• **What to work on**: What is needed is an exact copy of every record below.

━━ Data supplied ━━

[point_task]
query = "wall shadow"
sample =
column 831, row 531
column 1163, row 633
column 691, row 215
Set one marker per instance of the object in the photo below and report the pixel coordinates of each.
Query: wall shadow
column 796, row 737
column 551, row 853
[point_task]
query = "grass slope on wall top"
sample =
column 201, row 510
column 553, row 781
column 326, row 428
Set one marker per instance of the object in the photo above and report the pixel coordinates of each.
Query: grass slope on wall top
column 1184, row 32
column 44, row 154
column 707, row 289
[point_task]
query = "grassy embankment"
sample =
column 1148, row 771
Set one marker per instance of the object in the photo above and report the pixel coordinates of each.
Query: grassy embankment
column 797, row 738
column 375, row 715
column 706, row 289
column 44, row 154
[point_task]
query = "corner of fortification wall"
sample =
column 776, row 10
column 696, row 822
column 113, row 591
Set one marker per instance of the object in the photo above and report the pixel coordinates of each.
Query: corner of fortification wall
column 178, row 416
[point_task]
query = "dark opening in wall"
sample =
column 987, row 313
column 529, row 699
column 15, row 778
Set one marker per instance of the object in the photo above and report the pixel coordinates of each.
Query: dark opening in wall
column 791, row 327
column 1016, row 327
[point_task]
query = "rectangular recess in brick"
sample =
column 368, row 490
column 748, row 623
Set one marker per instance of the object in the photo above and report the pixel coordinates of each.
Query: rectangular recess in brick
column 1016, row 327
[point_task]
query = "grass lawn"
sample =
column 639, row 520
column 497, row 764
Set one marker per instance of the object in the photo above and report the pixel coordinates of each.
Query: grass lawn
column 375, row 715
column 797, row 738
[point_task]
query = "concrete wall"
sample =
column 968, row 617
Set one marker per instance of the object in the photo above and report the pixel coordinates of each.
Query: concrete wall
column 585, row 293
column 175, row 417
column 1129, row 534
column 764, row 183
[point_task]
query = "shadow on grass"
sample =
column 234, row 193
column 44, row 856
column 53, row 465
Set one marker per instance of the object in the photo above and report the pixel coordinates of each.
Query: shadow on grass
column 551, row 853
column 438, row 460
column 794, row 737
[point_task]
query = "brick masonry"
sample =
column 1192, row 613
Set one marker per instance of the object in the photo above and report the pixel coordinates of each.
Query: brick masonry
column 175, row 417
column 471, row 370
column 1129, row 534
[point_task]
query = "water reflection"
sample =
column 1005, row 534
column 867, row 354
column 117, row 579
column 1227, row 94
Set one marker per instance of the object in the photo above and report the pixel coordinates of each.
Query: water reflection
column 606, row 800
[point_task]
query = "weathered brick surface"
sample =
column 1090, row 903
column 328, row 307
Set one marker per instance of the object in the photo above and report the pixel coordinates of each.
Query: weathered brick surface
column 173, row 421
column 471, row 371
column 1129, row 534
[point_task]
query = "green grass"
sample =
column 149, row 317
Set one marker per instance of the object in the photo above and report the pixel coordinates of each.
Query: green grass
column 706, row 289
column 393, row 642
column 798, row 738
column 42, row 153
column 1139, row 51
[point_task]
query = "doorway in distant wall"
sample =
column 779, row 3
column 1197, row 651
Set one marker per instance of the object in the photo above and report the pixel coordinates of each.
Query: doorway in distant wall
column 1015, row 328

━━━

• **Answer**:
[point_task]
query = "wall shadow"
sample =
column 831, row 531
column 1163, row 633
column 691, row 215
Set one marker per instance of the object in the photo below and report the pixel coordinates of each.
Query: wall shadow
column 796, row 737
column 551, row 853
[point_task]
query = "grass slope on wall top"
sample =
column 201, row 510
column 553, row 781
column 326, row 428
Set one marker per instance of the object in the photo above and report the pixel coordinates of each.
Query: grass slope on wall top
column 1184, row 32
column 44, row 154
column 707, row 289
[point_task]
query = "grassy embankment"
sample =
column 1148, row 771
Set one marker per instance of the object in the photo above and report the pixel coordinates of each.
Query: grassy embankment
column 797, row 738
column 375, row 715
column 706, row 289
column 44, row 154
[point_task]
query = "corner of fortification wall"
sample =
column 776, row 10
column 696, row 822
column 113, row 591
Set one marker per instance of the object in the photo above and report the pixel coordinates of each.
Query: corner of fortification wall
column 178, row 416
[point_task]
query = "dark opening in wall"
sample =
column 987, row 313
column 529, row 699
column 15, row 778
Set one marker per instance of the object in the photo above and report the pixel coordinates of each.
Query: dark opening in wall
column 791, row 327
column 1016, row 327
[point_task]
query = "rectangular recess in brick"
sample =
column 368, row 490
column 748, row 623
Set one marker per instance of the object in the photo above and report the pixel coordinates of each.
Query: rectangular recess in brick
column 1016, row 327
[point_task]
query = "grass lawn"
sample =
column 639, row 520
column 497, row 764
Set one marker per instance of the object in the photo above and report the pixel coordinates of each.
Query: grass lawn
column 375, row 715
column 797, row 738
[point_task]
query = "concrete wall"
sample =
column 968, row 617
Set one marker per instance of the object in the photo above and report the pixel coordinates of each.
Query: concrete wall
column 585, row 293
column 175, row 417
column 1129, row 534
column 764, row 183
[point_task]
query = "shadow on grass"
sample =
column 234, row 193
column 44, row 856
column 53, row 465
Set one marker per instance of the object in the photo above and report the pixel coordinates of each.
Query: shadow on grass
column 551, row 853
column 438, row 460
column 794, row 737
[point_task]
query = "brick masonry"
sample =
column 1192, row 613
Set one marker per instance of the object in the photo above and report the pixel coordinates of each.
Query: brick masonry
column 175, row 417
column 471, row 370
column 1129, row 534
[point_task]
query = "water reflection"
sample =
column 1005, row 534
column 867, row 354
column 117, row 579
column 1227, row 94
Set one marker per instance of the object in the photo above and report the pixel coordinates of each.
Query: water reflection
column 606, row 800
[point_task]
query = "weathered brick surface"
sample =
column 1090, row 903
column 328, row 307
Set one marker per instance of the object in the photo above and report the pixel coordinates of each.
Query: weathered brick surface
column 173, row 421
column 471, row 371
column 1129, row 534
[point_task]
query = "green grass"
sample =
column 149, row 317
Set one marker per instance of the object in the photo above and report the pixel coordinates of each.
Query: green grass
column 706, row 289
column 393, row 642
column 798, row 738
column 42, row 153
column 1139, row 51
[point_task]
query = "doorway in distant wall"
sample =
column 779, row 3
column 1197, row 651
Set one marker per instance of the object in the photo above and report the pixel coordinates of each.
Query: doorway in distant wall
column 1015, row 328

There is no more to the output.